## AIM
Retype the data below without altering anything.

## STORED DATA

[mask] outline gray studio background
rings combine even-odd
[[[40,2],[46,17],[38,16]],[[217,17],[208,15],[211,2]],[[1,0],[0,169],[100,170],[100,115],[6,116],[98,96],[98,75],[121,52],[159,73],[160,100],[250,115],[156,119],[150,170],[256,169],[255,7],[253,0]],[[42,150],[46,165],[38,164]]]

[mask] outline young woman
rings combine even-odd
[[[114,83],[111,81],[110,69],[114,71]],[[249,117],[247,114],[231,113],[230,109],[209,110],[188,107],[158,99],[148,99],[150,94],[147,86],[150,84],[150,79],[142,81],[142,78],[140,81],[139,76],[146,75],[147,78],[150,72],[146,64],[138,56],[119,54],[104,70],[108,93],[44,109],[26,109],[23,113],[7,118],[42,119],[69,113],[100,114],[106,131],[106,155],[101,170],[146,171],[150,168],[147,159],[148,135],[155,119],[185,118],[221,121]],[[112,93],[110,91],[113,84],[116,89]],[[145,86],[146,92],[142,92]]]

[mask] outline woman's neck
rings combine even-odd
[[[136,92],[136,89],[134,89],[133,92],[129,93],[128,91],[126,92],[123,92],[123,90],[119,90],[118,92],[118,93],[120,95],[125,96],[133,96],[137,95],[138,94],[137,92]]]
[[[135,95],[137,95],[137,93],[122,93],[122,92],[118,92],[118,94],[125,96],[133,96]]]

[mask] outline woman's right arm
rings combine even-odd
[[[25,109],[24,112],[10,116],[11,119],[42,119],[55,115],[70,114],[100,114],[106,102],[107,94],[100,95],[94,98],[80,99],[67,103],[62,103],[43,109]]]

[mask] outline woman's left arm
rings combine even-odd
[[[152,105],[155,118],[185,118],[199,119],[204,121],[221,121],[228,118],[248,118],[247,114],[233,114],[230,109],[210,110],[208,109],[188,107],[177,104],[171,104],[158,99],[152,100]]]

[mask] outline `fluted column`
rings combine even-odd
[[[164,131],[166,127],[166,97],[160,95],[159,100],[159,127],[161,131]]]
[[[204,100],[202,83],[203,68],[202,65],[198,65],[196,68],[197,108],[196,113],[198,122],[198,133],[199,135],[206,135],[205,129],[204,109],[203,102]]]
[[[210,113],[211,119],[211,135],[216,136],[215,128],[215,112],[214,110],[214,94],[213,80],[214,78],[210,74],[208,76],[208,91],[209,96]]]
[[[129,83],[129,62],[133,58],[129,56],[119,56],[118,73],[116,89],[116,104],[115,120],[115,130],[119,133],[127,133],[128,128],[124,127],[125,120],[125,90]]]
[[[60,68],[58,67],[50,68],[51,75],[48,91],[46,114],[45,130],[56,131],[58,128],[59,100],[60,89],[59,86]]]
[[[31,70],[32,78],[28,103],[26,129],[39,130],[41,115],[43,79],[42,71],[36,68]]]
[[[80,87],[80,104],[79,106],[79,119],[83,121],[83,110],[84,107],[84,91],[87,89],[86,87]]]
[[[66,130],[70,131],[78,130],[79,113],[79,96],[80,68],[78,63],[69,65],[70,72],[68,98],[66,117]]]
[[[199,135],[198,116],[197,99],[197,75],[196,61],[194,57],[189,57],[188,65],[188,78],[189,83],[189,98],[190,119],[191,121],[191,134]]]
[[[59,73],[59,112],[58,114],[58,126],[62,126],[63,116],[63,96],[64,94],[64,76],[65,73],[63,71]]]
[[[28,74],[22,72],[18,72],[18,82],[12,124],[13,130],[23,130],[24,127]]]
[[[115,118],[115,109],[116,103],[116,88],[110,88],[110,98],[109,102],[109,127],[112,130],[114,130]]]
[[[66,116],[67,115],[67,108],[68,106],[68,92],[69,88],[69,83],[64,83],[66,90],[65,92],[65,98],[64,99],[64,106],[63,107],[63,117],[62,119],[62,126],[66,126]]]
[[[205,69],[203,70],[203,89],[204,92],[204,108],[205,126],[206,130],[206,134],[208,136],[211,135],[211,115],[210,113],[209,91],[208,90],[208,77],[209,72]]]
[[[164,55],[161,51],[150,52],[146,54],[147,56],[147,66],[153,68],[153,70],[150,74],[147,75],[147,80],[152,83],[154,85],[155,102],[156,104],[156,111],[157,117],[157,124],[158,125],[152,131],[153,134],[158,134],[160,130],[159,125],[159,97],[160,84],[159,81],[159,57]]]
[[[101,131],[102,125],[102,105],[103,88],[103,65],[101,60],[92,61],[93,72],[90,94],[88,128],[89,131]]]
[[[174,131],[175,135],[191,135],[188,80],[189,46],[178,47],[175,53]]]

## TASK OUTPUT
[mask] outline gray studio background
rings combine even-odd
[[[40,2],[46,17],[38,16]],[[217,17],[208,15],[211,2]],[[1,0],[0,169],[100,170],[100,115],[6,116],[98,96],[98,75],[121,52],[159,73],[160,100],[250,115],[156,119],[150,170],[256,169],[255,7],[253,0]],[[42,150],[46,165],[38,164]]]

[mask] outline young woman
rings combine even-odd
[[[114,83],[111,81],[110,69],[114,71]],[[249,117],[247,114],[231,113],[230,109],[209,110],[188,107],[158,99],[148,99],[150,94],[147,86],[150,84],[150,79],[142,81],[142,78],[140,81],[139,76],[146,75],[147,78],[150,72],[146,64],[138,56],[119,54],[104,70],[108,93],[44,109],[26,109],[23,113],[7,118],[42,119],[69,113],[100,114],[106,131],[106,155],[101,170],[146,171],[150,168],[147,159],[148,135],[155,119],[185,118],[221,121]],[[112,93],[110,91],[113,84],[116,89]],[[145,86],[146,92],[142,92]]]

[mask] outline woman's neck
rings combine even-odd
[[[136,92],[136,89],[134,89],[133,92],[129,93],[128,91],[126,92],[123,92],[123,90],[119,90],[118,92],[118,93],[120,95],[125,96],[133,96],[137,95],[138,94],[137,92]]]
[[[135,95],[137,95],[137,93],[122,93],[122,92],[118,92],[118,94],[125,96],[133,96]]]

[mask] outline woman's right arm
rings combine even-odd
[[[25,109],[24,112],[10,116],[11,119],[42,119],[55,115],[70,114],[100,114],[106,102],[107,94],[100,95],[94,98],[80,99],[67,103],[62,103],[43,109]]]

[mask] outline woman's left arm
rings combine even-odd
[[[152,105],[155,118],[185,118],[199,119],[204,121],[221,121],[228,118],[248,118],[247,114],[233,114],[230,109],[210,110],[208,109],[188,107],[177,104],[171,104],[158,99],[152,100]]]

[mask] outline `fluted column`
rings combine even-odd
[[[164,131],[166,127],[166,97],[160,95],[159,100],[159,127],[161,131]]]
[[[204,100],[202,83],[203,68],[202,65],[198,65],[196,68],[197,108],[196,113],[198,122],[198,133],[199,135],[206,135],[205,129],[204,109],[203,102]]]
[[[210,113],[211,119],[211,135],[216,136],[215,128],[215,112],[214,110],[214,94],[213,80],[214,78],[210,74],[208,76],[208,91],[209,96]]]
[[[129,83],[129,62],[133,58],[129,56],[119,56],[118,73],[116,89],[116,104],[115,120],[115,130],[119,133],[127,133],[128,128],[124,127],[125,120],[125,90]]]
[[[60,68],[58,67],[50,68],[51,75],[48,91],[46,114],[45,130],[56,131],[58,128],[59,100],[60,89],[59,86]]]
[[[31,70],[32,78],[28,103],[26,129],[39,130],[41,115],[43,79],[42,71],[36,68]]]
[[[80,87],[80,104],[79,106],[79,119],[83,121],[83,110],[84,107],[84,91],[87,89],[86,87]]]
[[[66,130],[70,131],[78,130],[79,113],[79,96],[80,68],[78,63],[69,65],[70,72],[68,98],[66,117]]]
[[[199,135],[198,116],[197,99],[197,75],[196,61],[194,57],[189,57],[188,65],[188,78],[189,83],[189,98],[190,119],[191,121],[191,134]]]
[[[59,73],[59,112],[58,114],[58,126],[62,126],[63,116],[63,96],[64,94],[64,76],[65,73],[63,71]]]
[[[28,74],[22,72],[18,72],[18,82],[12,124],[13,130],[23,130],[24,127]]]
[[[115,118],[115,109],[116,103],[116,88],[110,88],[110,98],[109,102],[109,127],[112,130],[114,130]]]
[[[66,116],[67,115],[67,108],[68,106],[68,92],[69,88],[69,83],[64,83],[66,90],[65,92],[65,98],[64,99],[64,106],[63,107],[63,117],[62,119],[62,126],[66,126]]]
[[[205,69],[203,70],[203,89],[204,92],[204,108],[205,126],[206,130],[206,134],[208,136],[211,135],[211,115],[210,113],[209,91],[208,90],[208,77],[209,72]]]
[[[164,55],[161,51],[150,52],[146,54],[147,56],[147,66],[153,68],[153,70],[150,74],[147,75],[147,80],[152,83],[154,85],[155,102],[156,104],[156,111],[157,117],[157,124],[158,125],[152,131],[153,134],[158,134],[160,130],[159,125],[159,97],[160,84],[159,81],[159,57]]]
[[[101,131],[102,125],[102,105],[103,88],[103,65],[101,60],[92,61],[93,72],[90,94],[88,128],[89,131]]]
[[[174,131],[175,135],[191,135],[188,80],[189,46],[178,47],[175,53]]]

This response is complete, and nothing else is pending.